**EXTRACT PROVIDED**
------------------------------------------------------------

Rio de Janeiro’s preparations for next year’s Olympic Games were marred on Wednesday by a bloody confrontation between police and residents who resisted attempts to forcibly remove them from their homes near the stadium construction site.
At least six people were wounded in the face-off at Vila Autódromo, a favela community on the edge of the Olympic Park.
About 90% of the 600 residents have already moved after being offered financial compensation, but the remaining holdouts are adamant that they do not want to give up their homes of many years for a mega-event that last little longer than a fortnight.
Wednesday’s clashes were the first attempt to forcibly relocate them, following a decree in March by Mayor Eduardo Paes that called for their urgent removal so the Olympic host city can complete its preparations on time.
Two homes were targeted for demolition, according to the mayor’s office, which claimed residents pelted police, municipal guardsman and city officials with “stones, rocks and bricks” as soon as the work was authorized. It said four guards were injured.
Residents give a different story. They say about 50 or 60 of them tried to form a human chain around the homes that were due for demolition and that the police used violence, as well as pepper spray, to try to break them up. Only then, they say, did they throw rocks. In response, the police used rubber bullets and percussion grenades.
Residents posted images on their Facebook page of the injuries sustained on their side. It showed blood streaming from the head wounds of a middle-aged woman and man.
One of the injured, Penha Silva, was hit near the eye with a riot-police baton, according to her daughter Natalia. “I was right next to her and saw it happen. She is at the hospital right now doing some tests, an x-ray, but thank god she is out of danger.”
“They came with bulldozers and fired rubber bullets at the residents as well as percussion grenades,” said the head of the Vila Autódromo association, Altair Guimarães. “I was hit with a baton by the municipal guard.”
Ocimar da Silva Miranda, whose home was targeted, said he was hit in the arm by a rubber bullet.
“We have the right to live here, but they want to take it by force. It’s not right,” he said. “The mayor is using our lives, our homes, as a way to pay back the loans from the big construction companies that financed his campaign. But it’s our lives, our homes.”
The holdouts have protested before against what they believe are unjustified and unnecessary demolition plans. They believe they are being evicted so developers can make higher profits once the Olympic Games are finished.
“It’s strange that we are being forced out of our homes in the name of public works, yet this is a private investment,” said Jane Nascimento de Oliveira, who says she has been offered 400,000 reals (about $128,000) to move.
The city hall says all residents have been offered compensation and alternative housing at a newly built condominium, Parque Carioca, about a kilometre away.
Mayor Paes originally said he would not order forced relocations.

------------------------------------------------------------

**TASK ITEM**
In the news report on the Vila Autódromo evictions, copy word for word the stretch from "Two homes were" through "and percussion grenades.". The listing has nothing to do with the news report on the Vila Autódromo evictions.

Localization data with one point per instance:
------------------------------------------------------------

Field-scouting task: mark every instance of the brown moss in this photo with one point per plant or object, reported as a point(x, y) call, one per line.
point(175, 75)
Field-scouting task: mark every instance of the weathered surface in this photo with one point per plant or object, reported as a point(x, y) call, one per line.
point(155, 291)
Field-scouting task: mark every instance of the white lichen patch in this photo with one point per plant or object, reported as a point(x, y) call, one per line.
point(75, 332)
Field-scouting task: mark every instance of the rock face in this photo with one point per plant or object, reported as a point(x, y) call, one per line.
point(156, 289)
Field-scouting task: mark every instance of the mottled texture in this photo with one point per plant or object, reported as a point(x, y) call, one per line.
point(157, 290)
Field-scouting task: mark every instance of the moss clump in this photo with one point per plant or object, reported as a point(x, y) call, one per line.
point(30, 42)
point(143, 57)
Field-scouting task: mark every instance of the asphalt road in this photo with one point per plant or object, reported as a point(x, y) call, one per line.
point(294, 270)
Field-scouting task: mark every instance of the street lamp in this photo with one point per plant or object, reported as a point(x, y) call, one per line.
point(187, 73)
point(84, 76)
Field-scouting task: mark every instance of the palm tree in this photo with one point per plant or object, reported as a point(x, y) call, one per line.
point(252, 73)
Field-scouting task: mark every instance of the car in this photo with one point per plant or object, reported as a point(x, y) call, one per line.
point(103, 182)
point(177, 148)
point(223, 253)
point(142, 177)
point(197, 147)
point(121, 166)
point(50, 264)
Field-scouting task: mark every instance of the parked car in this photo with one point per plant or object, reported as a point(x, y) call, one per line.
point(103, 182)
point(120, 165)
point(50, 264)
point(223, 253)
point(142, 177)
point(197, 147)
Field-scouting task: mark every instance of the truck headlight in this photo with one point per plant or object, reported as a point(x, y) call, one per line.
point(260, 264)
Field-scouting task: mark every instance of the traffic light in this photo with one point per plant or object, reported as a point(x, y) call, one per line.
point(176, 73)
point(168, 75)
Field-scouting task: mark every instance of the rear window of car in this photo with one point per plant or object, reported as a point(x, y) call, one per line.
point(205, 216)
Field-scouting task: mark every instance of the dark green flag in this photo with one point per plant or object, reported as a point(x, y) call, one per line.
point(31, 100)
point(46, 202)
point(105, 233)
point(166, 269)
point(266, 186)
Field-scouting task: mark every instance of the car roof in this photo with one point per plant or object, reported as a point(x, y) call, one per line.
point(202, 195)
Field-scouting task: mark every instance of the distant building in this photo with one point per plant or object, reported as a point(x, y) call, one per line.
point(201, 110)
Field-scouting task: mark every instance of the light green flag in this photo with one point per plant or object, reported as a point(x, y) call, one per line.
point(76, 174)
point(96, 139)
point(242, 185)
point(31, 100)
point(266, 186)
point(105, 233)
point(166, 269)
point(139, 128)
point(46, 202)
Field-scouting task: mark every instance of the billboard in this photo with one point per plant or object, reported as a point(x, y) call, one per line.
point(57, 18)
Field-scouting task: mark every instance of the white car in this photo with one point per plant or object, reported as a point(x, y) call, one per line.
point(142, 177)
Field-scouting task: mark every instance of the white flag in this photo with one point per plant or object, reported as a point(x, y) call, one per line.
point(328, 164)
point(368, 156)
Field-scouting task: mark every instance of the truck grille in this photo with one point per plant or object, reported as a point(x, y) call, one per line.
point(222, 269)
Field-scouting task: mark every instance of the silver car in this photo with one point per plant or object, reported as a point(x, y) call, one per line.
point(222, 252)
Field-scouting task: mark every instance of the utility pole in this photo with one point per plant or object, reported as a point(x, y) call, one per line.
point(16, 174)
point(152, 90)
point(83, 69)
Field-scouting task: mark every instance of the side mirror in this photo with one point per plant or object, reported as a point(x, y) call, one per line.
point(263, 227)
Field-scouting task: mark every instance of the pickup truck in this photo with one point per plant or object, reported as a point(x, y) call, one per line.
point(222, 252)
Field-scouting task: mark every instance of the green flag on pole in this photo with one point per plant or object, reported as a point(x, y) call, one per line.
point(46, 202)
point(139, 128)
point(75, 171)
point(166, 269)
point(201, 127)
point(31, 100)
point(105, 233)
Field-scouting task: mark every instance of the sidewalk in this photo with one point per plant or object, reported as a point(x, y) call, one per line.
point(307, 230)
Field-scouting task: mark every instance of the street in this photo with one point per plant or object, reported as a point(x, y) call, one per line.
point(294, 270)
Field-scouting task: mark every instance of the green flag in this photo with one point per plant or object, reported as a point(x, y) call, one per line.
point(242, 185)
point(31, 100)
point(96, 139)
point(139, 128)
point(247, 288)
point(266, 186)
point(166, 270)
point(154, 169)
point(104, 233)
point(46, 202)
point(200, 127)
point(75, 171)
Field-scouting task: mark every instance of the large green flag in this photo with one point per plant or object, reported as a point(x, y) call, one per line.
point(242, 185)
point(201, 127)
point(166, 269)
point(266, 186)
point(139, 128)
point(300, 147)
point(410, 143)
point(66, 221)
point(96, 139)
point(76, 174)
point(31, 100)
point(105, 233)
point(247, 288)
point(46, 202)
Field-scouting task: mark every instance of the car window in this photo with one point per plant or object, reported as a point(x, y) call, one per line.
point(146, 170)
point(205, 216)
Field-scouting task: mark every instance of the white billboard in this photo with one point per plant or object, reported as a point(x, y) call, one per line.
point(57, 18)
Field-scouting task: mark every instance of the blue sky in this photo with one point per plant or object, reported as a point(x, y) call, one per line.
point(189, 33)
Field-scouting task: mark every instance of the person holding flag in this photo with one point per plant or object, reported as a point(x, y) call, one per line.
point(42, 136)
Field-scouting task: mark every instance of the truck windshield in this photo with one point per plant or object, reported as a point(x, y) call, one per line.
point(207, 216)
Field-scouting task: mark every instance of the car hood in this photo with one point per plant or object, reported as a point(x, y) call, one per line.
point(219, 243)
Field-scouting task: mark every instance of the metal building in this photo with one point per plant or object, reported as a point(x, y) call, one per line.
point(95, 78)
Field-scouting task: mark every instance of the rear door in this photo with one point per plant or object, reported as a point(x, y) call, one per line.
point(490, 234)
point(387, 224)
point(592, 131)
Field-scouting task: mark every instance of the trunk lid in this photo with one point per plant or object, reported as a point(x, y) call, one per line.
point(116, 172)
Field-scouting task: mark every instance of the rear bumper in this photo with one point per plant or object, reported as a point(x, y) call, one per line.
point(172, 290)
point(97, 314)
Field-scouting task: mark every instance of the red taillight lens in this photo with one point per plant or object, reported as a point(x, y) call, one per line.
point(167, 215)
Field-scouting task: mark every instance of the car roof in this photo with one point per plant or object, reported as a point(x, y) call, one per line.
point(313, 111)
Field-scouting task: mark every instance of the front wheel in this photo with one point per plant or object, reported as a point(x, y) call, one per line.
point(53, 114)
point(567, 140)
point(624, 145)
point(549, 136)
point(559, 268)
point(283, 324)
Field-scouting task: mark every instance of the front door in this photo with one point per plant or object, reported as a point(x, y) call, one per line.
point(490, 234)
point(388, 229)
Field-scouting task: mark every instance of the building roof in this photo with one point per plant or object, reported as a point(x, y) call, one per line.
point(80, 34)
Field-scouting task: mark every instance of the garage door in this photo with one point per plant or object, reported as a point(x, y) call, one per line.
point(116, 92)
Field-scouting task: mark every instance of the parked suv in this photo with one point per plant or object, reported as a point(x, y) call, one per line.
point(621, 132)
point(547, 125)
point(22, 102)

------------------------------------------------------------

**EXERCISE ANSWER**
Two homes were targeted for demolition, according to the mayor’s office, which claimed residents pelted police, municipal guardsman and city officials with “stones, rocks and bricks” as soon as the work was authorized. It said four guards were injured.
Residents give a different story. They say about 50 or 60 of them tried to form a human chain around the homes that were due for demolition and that the police used violence, as well as pepper spray, to try to break them up. Only then, they say, did they throw rocks. In response, the police used rubber bullets and percussion grenades.